OBJECTIF DE LA TÂCHE.
Reproduisez fidèlement un extrait du passage choisi, en commençant à « Alors, l'énergie c'est » et en terminant à « prix de l'énergie. ».
------ PASSAGE CHOISI
Plus récemment, nous avons eu le problème des risques et des menaces que fait peser la technique dite de « fracturation hydraulique ». Il n'y aura pas de « fracturation hydraulique » en France. Il n'y aura pas non plus d'exploitation des gaz et des huiles de schiste tant que les industriels ne feront pas la preuve que cette exploitation peut être compatible avec la protection de l'environnement, et notamment la protection de vos nappes phréatiques. J'ai demandé à Nathalie et à Éric BESSON d'engager une réforme du code minier, afin que la France dispose d'un cadre juridique moderne, adapté aux exigences environnementales pour l'exploitation des ressources minières et énergétiques de son sous-sol. On n'a pas le droit de jouer avec la santé des Français. Mais, en même temps, on n'a pas le droit d'arrêter la recherche et c'est en permanence cet équilibre que nous devons rechercher.
Alors, l'énergie c'est l'un des premiers enjeux du Grenelle de l'Environnement. Il faut bien comprendre que l'énergie la moins chère et la plus propre c'est celle que l'on ne consomme pas. Nous avons donc mis l'accent sur les économies d'énergie et sur l'efficacité énergétique. Dans l'habitat, où se concentrent 43% de la consommation d'énergie nationale et 25% des émissions, nous avons le devoir d'exploiter tous les gisements d'économies possibles. Notre engagement, réduire de près de 40% la consommation d'énergie dans l'habitat d'ici 2020, c'est vous faire économiser 500 euros chaque année pour chaque famille. On n'a pas le droit de gaspiller, on n'a pas le droit de gâcher compte tenu du prix de l'énergie.
Nathalie KOSCIUSKO-MORIZET va animer une table ronde sur l'efficacité énergétique, afin qu'on définisse les moyens pour aller plus loin et accélérer la rénovation de l'habitat.
Dans le bâtiment neuf, une nouvelle réglementation thermique correspondant aux « bâtiments basse consommation » (BBC) est désormais en vigueur. Tenez-vous bien, dans un bâtiment à basse consommation, on divise par trois la consommation d'énergie. A un moment où tout le monde me parle, à juste titre, du pouvoir d'achat, un bâtiment basse consommation, c'est trois fois moins d'énergie qu'un autre. Vous savez, le pouvoir d'achat, on peut l'augmenter par l'augmentation des recettes et on peut aussi l'augmenter par la diminution des dépenses. Je vois que cela percute, je voulais vérifier.
------------
------ DONNÉES FOURNIES
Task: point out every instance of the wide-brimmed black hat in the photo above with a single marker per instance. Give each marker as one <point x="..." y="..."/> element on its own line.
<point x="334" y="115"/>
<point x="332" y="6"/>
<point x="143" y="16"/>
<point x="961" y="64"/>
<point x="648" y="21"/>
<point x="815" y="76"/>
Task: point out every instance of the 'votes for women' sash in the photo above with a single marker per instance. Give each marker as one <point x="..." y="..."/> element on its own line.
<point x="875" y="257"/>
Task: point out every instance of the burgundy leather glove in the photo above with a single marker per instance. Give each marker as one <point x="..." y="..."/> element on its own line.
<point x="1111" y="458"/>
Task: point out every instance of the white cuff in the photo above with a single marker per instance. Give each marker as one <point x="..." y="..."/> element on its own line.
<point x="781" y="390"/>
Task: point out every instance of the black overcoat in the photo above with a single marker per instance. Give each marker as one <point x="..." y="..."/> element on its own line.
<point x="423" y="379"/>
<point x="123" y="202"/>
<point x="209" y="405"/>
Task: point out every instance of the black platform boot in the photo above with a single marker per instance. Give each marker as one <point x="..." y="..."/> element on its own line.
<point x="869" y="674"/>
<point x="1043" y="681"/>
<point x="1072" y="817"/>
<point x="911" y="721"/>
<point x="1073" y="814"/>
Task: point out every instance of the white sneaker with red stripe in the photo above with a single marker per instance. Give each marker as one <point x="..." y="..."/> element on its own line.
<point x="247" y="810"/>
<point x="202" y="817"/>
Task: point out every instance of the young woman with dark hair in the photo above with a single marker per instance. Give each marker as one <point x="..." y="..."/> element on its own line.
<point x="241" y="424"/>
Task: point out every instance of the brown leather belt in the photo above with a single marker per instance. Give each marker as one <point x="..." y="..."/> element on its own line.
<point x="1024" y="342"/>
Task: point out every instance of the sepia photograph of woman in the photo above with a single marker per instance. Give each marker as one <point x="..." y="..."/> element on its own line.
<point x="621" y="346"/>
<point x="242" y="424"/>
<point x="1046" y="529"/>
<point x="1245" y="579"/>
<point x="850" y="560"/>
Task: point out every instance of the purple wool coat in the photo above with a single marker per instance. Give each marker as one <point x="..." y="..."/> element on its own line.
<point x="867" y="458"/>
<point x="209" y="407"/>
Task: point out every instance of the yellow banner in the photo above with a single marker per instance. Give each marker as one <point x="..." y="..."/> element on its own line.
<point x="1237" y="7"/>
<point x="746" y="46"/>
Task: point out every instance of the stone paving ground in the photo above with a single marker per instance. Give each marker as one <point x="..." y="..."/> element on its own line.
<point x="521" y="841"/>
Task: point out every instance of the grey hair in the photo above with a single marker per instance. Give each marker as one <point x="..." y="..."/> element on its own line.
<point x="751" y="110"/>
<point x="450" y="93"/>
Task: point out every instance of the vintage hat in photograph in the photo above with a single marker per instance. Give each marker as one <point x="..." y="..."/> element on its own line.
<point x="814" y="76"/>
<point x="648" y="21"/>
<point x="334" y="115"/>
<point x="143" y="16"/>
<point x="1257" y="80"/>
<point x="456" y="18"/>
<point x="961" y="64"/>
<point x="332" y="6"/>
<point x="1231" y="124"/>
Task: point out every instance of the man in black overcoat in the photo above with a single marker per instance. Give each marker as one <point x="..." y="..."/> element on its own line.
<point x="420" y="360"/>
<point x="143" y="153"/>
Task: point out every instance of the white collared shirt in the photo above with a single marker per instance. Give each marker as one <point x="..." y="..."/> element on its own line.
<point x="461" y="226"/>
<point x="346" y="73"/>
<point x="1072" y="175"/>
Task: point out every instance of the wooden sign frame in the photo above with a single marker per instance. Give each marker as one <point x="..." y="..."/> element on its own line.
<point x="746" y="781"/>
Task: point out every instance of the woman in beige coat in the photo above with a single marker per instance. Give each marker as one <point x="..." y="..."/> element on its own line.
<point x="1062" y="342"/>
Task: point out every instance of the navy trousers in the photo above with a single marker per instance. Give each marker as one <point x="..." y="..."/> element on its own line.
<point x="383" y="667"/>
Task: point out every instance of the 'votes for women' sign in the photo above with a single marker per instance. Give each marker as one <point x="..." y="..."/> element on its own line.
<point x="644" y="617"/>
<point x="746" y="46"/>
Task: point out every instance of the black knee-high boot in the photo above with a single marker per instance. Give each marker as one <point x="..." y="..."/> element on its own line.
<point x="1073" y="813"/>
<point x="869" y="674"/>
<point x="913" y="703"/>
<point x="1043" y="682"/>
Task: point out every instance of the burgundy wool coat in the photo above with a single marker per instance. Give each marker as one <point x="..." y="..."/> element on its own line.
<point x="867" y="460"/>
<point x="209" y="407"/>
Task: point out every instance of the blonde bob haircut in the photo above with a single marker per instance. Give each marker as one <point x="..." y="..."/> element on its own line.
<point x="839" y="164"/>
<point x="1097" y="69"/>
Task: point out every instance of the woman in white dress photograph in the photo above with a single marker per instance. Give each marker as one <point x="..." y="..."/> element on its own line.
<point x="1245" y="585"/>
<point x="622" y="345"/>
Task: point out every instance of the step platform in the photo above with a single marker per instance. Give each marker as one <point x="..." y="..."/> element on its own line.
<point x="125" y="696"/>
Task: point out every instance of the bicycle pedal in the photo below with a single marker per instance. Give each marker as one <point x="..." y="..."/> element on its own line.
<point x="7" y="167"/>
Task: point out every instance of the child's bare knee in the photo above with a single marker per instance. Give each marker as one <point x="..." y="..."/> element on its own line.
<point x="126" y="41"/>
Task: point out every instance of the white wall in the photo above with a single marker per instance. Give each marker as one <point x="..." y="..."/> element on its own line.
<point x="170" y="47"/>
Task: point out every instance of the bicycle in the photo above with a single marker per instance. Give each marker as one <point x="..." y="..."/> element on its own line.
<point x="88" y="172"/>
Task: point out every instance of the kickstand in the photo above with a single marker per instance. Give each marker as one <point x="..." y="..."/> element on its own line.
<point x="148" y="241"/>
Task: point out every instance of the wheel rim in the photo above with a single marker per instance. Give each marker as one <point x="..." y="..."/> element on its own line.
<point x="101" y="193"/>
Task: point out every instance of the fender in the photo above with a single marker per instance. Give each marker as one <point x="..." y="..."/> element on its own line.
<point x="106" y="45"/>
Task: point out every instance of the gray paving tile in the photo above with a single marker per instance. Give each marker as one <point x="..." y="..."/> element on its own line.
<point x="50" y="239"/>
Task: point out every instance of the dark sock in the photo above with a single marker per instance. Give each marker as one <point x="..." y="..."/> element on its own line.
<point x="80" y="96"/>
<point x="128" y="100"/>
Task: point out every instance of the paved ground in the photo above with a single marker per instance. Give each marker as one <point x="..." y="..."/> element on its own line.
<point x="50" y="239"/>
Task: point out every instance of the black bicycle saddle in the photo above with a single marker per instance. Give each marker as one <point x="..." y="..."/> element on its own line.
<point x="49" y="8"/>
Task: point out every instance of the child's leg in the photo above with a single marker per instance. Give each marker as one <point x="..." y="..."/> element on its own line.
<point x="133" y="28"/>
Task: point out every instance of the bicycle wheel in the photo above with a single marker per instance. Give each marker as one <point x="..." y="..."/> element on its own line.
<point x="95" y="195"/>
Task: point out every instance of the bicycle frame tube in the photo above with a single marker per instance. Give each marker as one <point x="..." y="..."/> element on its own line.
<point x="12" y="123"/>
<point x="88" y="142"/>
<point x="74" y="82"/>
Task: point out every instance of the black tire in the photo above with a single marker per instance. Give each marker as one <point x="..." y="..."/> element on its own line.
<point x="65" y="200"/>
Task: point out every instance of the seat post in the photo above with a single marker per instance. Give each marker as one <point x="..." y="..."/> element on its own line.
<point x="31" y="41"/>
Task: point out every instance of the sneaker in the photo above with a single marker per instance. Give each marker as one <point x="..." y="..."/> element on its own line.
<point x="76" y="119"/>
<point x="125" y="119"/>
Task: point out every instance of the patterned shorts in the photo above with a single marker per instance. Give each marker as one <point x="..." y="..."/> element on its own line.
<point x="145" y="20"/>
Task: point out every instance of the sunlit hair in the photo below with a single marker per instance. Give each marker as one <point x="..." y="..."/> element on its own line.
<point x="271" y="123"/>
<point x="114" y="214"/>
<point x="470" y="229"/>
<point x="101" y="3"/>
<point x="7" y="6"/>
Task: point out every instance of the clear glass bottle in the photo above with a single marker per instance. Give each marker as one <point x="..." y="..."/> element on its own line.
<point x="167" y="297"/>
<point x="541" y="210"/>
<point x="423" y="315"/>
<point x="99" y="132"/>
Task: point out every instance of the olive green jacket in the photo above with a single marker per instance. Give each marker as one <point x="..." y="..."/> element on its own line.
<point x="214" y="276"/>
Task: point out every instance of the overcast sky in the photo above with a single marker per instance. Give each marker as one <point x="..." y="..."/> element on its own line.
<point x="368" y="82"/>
------------
RÉPONSE AU PROBLÈME.
Alors, l'énergie c'est l'un des premiers enjeux du Grenelle de l'Environnement. Il faut bien comprendre que l'énergie la moins chère et la plus propre c'est celle que l'on ne consomme pas. Nous avons donc mis l'accent sur les économies d'énergie et sur l'efficacité énergétique. Dans l'habitat, où se concentrent 43% de la consommation d'énergie nationale et 25% des émissions, nous avons le devoir d'exploiter tous les gisements d'économies possibles. Notre engagement, réduire de près de 40% la consommation d'énergie dans l'habitat d'ici 2020, c'est vous faire économiser 500 euros chaque année pour chaque famille. On n'a pas le droit de gaspiller, on n'a pas le droit de gâcher compte tenu du prix de l'énergie.